What you have to do
In the news report about Amy Gillett, please rewrite the paragraph beginning "After Mr Gillett has seen her" more briefly, keeping its main facts.

Reading passage
■ ■ ■ ■

Preparations being made to take Amy Gillett home

Three days after the tragic accident which claimed the life of Amy Gillett and left five of her...

Three days after the tragic accident which claimed the life of Amy Gillett and left five of her team-mates in hospital, her husband Simon Gillett has arrived in Germany to bring her remains back to Australia. According to a media update released today by Cycling Australia and the Australian Sports Commission, Mr Gillett and Rod Katz, the President of the Bicycle Federation of Australia who is travelling with him, were met at the airport by Cycling Australia National Performance Director, Shayne Bannan, the Australian Ambassador to Germany, Pamela Fayle and members of her staff and Australian Institute of Sport Counsellor, Ruth Anderson.

Lorna and Desley Graham, mother and sister of the injured rider Lorian Graham, were on the same flight. They were driven by the Ambassador to the Uni Klinik in Jena to see her.

Embassy staff and Ms Anderson have escorted Mr Gillett and Mr Katz to another hospital where Amy's body was taken after the accident. Mr Gillett has also visited the site of the tragedy where a simple wooden cross bearing his wife's name was placed by mourners during the memorial service

After Mr Gillett has seen her Amy's body will be transferred to Frankfurt in preparation for the flight back to Australia. Her casket will be draped with an Australian flag for the trip home on the weekend. Amy Gillett's (nee Safe) family have confirmed a funeral will be held for her in Ballarat next Friday July 29th followed by a memorial service. Further details will be published in next Wednesday's newspapers.

Mr Bannan says Mr Gillett was 'as you would expect after a tragedy like this' when he arrived in Germany.

"He's been through so much but Simon says he wants to visit the injured girls in hospital who were his wife's team mates and friends," said Mr Bannan. "He also wants to see some of other Australian riders who are here for the Thüringen Tour who have trained, travelled and raced with Amy over recent years as part of the Australian team.

Those riders include Sara Carrigan, Oenone Wood, Olivia Gollan, Emma Rickards, Rochelle Gilmore and sisters Kate and Natalie Bates who have been to the hospital several times to visit their injured compatriots.

Natalie Bates says everyone is pulling together and taking strength from each other.

"It's been amazing but that's not surprising because we are such a strong little family here in Europe," said Ms Bates. "We have a bit of a cry but then we have a bit of a laugh and we're supporting each other to get through this."

Ms Bates says she is encouraged by the resilience of her injured friends.

■ ■ ■ ■

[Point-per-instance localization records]
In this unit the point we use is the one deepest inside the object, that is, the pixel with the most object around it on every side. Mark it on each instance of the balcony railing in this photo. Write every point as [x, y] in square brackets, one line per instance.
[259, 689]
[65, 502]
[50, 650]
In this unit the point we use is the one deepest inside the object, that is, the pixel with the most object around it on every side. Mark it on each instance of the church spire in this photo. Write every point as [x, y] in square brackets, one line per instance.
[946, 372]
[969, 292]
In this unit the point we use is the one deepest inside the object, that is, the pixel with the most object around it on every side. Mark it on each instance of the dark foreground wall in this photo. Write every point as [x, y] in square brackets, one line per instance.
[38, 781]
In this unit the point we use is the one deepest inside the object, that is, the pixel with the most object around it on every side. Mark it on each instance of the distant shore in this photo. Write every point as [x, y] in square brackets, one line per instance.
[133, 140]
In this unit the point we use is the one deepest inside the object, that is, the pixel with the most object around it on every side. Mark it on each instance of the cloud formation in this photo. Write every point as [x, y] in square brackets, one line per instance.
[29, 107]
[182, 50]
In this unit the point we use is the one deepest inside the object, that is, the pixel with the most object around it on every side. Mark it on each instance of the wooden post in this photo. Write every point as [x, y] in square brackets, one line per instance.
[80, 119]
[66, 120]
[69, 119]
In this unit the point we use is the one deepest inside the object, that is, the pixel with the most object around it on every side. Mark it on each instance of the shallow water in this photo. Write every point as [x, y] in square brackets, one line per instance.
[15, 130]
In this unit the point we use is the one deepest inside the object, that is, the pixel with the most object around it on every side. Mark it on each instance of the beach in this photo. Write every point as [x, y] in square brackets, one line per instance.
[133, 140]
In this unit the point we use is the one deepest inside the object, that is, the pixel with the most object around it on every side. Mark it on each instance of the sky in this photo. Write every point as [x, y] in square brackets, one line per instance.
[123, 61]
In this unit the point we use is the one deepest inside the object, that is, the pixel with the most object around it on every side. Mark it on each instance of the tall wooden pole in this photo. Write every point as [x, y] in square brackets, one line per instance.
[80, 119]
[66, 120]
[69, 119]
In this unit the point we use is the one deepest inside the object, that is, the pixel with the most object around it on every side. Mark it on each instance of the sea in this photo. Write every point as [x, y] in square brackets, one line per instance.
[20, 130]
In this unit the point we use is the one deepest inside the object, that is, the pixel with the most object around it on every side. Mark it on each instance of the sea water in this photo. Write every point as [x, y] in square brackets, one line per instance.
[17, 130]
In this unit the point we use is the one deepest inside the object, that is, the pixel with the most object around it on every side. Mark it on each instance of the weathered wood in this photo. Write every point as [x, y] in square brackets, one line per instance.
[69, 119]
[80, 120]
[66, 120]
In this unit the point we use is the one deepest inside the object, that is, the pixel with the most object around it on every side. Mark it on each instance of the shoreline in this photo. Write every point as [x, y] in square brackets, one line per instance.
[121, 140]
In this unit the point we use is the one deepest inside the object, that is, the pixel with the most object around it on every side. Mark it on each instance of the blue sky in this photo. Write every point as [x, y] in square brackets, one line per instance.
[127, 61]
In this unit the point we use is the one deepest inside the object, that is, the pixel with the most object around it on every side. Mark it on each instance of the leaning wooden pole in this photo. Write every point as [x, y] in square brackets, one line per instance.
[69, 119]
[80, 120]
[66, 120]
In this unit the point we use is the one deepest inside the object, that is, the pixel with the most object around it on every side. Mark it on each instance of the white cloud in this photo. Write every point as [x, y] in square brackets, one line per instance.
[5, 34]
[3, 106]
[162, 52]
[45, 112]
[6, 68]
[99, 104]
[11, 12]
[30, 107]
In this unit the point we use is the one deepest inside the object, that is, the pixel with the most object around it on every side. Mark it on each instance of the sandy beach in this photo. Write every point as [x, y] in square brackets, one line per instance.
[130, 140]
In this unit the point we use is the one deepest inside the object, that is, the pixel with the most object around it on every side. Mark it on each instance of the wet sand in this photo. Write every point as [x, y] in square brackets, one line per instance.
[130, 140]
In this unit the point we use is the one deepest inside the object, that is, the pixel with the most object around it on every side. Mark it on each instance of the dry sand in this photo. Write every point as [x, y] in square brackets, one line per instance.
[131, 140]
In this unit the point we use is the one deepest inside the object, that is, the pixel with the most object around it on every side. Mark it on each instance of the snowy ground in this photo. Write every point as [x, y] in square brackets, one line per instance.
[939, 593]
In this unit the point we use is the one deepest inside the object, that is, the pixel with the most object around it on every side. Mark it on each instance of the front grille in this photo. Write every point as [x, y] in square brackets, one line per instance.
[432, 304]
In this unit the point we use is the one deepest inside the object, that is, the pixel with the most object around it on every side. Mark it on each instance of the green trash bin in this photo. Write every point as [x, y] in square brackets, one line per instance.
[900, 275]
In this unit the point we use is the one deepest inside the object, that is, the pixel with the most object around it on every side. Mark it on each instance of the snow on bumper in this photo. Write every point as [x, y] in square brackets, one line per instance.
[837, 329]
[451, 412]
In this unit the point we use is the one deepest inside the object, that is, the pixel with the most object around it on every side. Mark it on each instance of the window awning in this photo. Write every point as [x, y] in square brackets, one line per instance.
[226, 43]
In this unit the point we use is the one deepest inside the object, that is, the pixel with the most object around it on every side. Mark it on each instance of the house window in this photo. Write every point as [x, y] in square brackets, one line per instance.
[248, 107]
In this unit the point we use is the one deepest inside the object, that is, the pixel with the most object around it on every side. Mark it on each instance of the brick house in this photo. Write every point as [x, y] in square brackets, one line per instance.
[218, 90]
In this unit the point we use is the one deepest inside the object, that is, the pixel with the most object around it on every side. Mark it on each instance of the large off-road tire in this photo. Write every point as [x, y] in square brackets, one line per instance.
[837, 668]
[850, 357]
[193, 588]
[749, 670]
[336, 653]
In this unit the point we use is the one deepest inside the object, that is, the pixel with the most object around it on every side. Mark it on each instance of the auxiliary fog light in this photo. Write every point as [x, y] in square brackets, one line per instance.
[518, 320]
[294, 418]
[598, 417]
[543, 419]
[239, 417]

■ ■ ■ ■

Output
Once Mr Gillett has seen her, Amy's body will go to Frankfurt for the flight to Australia, her casket draped in an Australian flag for the weekend trip home. Her family has confirmed a funeral in Ballarat next Friday, July 29th, followed by a memorial service. Further details will appear in next Wednesday's newspapers.